[Assignment]
Wherever a line of the records contains "wave", copy that line.

[Records for processing]

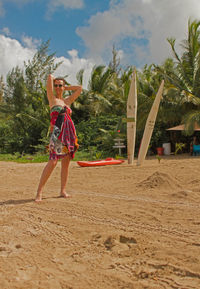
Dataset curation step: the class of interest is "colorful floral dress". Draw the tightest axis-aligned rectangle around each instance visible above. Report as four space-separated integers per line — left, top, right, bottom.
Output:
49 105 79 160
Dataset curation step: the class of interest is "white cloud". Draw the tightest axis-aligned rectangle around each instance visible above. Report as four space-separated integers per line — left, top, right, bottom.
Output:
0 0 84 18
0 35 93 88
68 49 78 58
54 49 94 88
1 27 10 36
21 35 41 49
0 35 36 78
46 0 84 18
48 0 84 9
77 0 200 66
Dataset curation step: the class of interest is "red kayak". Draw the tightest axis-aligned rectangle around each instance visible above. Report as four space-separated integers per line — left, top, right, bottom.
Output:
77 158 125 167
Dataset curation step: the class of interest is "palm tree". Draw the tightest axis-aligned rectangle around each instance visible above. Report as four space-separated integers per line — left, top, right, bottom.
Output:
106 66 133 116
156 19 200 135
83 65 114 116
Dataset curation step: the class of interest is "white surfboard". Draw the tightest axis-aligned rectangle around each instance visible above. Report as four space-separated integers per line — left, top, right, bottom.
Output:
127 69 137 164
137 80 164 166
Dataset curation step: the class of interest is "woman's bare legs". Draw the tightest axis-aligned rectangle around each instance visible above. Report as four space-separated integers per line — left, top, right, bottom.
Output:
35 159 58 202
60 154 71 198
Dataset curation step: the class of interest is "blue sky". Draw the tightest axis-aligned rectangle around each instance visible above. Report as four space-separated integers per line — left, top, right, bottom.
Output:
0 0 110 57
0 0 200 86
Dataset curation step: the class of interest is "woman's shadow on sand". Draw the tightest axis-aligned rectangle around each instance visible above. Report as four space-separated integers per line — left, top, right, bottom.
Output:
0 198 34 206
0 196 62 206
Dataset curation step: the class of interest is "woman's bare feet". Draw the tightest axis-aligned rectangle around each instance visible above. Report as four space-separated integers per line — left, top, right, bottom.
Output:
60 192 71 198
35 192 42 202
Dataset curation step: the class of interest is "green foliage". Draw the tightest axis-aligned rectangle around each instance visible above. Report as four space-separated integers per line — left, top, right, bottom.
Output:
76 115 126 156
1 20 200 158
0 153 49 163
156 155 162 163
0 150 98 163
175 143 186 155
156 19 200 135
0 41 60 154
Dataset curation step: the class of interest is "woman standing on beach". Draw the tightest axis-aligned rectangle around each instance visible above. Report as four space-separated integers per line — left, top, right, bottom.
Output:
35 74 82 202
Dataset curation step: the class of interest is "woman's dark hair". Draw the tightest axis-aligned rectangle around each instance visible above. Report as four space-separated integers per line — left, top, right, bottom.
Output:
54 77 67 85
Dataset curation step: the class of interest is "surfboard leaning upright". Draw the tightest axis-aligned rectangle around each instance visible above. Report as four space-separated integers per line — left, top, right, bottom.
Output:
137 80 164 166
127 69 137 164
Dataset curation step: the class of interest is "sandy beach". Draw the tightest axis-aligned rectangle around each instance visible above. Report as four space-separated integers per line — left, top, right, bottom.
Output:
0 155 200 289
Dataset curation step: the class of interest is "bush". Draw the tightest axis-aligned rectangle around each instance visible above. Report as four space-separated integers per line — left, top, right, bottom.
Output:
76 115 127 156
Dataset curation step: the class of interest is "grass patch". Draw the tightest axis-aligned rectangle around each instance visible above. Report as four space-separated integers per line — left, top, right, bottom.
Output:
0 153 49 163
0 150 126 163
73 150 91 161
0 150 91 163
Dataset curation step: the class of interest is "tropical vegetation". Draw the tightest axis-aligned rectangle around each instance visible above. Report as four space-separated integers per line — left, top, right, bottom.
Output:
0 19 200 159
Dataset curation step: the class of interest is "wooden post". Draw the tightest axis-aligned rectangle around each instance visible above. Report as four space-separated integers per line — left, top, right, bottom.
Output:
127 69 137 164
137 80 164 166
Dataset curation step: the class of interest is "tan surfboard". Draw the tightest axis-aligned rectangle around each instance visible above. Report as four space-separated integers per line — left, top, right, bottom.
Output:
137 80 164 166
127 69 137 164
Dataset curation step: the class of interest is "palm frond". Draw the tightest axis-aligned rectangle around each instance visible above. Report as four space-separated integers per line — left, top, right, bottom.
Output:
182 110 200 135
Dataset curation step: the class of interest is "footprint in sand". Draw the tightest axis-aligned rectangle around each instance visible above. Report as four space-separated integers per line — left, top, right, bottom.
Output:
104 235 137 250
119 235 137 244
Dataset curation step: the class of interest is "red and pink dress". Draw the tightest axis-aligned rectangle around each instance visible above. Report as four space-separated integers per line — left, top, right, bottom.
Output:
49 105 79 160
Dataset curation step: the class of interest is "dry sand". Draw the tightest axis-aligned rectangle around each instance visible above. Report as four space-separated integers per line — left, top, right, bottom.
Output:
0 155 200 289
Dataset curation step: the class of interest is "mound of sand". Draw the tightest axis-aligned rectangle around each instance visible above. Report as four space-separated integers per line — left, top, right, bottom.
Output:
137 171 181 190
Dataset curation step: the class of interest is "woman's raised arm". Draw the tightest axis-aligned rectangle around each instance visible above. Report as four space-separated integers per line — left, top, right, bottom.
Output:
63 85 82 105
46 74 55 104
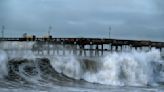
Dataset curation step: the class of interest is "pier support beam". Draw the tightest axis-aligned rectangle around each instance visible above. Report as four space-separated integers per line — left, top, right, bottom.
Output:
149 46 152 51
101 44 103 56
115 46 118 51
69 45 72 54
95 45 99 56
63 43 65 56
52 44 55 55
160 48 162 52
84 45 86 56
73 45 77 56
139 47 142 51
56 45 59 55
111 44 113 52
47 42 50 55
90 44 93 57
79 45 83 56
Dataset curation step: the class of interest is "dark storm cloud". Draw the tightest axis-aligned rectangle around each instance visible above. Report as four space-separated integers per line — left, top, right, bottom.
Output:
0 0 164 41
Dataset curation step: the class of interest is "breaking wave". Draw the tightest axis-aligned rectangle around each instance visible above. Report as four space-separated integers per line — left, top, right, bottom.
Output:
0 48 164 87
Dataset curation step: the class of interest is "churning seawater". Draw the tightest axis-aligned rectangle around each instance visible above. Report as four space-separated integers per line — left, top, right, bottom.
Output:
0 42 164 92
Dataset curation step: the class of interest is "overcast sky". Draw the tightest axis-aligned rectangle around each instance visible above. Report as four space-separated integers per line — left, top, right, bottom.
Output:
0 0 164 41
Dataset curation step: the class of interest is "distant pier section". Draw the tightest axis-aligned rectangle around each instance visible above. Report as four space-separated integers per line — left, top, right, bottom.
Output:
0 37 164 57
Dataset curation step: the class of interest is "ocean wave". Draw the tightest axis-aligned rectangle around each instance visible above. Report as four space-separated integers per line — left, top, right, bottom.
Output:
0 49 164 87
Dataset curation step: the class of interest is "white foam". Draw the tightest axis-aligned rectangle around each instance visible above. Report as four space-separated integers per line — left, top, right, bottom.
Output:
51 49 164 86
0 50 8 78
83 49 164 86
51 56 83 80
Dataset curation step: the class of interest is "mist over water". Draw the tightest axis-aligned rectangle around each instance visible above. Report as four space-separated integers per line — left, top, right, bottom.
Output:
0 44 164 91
---
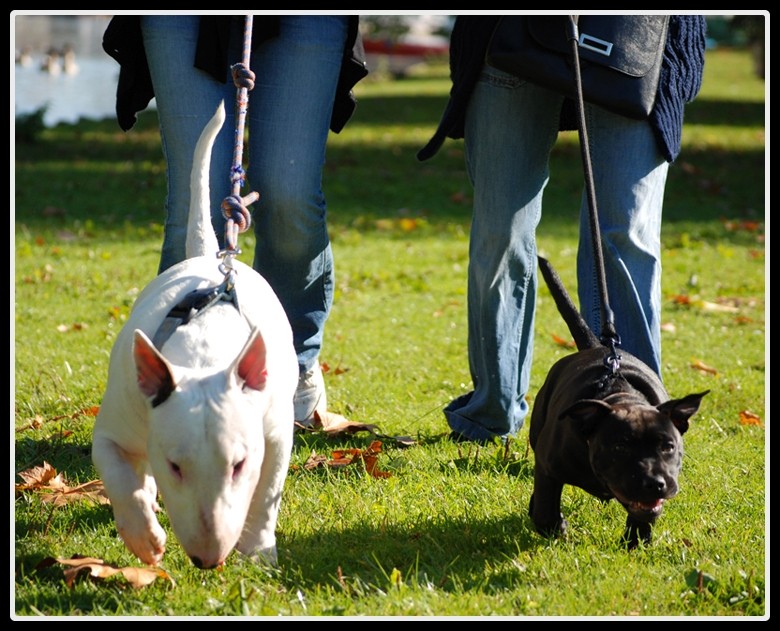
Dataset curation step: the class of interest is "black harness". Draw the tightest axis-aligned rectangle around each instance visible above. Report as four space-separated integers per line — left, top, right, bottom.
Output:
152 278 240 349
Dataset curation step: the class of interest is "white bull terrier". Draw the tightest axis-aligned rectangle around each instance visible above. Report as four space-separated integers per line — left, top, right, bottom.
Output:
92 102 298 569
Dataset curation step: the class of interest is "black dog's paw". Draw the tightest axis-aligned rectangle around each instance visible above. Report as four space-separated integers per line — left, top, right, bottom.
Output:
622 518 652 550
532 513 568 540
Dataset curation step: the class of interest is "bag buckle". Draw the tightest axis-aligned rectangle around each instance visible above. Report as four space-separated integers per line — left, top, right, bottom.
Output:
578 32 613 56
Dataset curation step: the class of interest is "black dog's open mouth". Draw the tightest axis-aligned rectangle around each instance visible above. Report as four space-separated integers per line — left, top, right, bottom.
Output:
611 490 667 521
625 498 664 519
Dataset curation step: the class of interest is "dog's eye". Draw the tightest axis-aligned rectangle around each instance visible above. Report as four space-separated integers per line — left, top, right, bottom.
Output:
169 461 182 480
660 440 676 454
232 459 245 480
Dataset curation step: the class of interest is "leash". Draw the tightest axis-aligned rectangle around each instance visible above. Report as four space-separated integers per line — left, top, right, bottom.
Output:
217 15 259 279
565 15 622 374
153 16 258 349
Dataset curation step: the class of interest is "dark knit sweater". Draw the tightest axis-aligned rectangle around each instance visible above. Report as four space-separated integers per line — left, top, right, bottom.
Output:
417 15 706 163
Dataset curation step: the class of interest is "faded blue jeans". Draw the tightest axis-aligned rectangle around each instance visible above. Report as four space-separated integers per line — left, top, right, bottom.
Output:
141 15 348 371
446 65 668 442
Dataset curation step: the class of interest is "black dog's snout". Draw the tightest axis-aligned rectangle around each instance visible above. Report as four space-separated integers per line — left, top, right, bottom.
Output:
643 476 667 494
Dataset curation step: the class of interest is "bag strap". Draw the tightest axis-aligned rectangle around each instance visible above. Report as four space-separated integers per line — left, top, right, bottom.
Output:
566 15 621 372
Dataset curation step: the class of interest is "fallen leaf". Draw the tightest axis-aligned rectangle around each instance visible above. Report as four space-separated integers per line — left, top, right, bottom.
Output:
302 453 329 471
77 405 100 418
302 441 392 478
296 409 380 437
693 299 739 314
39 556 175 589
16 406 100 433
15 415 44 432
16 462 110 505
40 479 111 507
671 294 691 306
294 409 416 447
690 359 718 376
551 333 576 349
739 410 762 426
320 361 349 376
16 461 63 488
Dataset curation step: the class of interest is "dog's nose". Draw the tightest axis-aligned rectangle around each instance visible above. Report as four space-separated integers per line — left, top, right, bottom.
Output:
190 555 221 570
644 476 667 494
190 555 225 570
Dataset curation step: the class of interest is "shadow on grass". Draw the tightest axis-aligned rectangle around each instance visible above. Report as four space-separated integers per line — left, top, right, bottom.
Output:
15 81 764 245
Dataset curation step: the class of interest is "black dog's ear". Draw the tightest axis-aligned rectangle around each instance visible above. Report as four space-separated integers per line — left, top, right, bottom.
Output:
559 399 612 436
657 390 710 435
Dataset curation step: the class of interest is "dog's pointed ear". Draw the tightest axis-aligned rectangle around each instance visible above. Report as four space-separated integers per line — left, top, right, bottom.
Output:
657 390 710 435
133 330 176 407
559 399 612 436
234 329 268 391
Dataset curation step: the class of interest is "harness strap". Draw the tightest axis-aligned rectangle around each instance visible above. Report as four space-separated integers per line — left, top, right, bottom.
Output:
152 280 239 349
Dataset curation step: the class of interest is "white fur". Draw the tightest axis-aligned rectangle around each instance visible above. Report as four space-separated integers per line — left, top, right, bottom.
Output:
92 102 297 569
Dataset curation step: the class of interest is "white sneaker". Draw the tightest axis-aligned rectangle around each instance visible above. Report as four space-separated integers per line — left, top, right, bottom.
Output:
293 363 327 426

[Answer below]
Dataset curation step: the class of interest is "breaking wave". Draw the tightest axis-aligned rectangle around each instance visible above. Report as four space-separated integers per line — left, top, right, bottom.
Dataset curation step: the class of interest is "ocean wave". Draw the tightest axis-aligned rectangle around each instance visible above. Report as four space-separated integers per line — left, top, right, bottom.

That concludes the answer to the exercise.